* _WHAT THE EXERCISE ASKS_: Write out all the rows below again, requests included, but multiply every x and y coordinate in the answers by 0.7 and round to whole numbers, with halves rounding up. Leave the pictures out.

Location labeling rows
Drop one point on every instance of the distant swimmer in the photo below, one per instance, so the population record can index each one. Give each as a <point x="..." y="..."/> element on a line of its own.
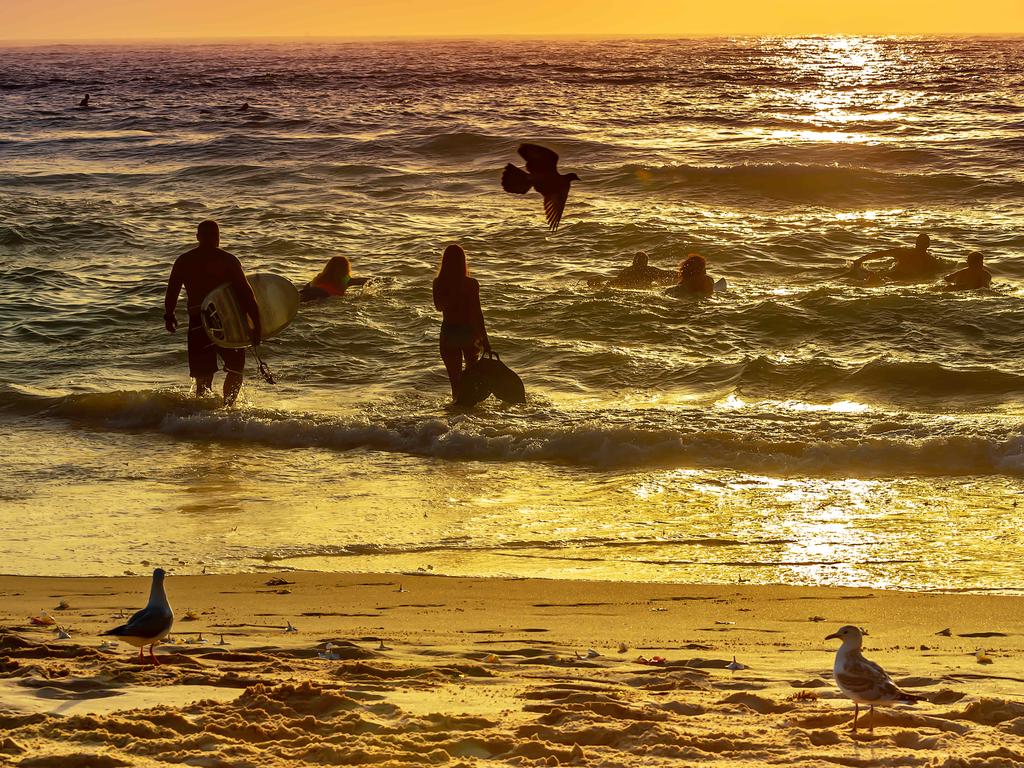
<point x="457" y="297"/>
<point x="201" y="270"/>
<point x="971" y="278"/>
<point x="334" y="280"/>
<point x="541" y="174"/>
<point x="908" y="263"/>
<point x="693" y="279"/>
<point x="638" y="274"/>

* _WRITTEN REPLY_:
Drop one point on every instance of the distant swimmer in the photo below, one per instance, so the population record can index each one. Give each as a <point x="..." y="..."/> element on a line of its own.
<point x="320" y="208"/>
<point x="141" y="189"/>
<point x="680" y="195"/>
<point x="234" y="196"/>
<point x="379" y="122"/>
<point x="636" y="184"/>
<point x="485" y="195"/>
<point x="447" y="192"/>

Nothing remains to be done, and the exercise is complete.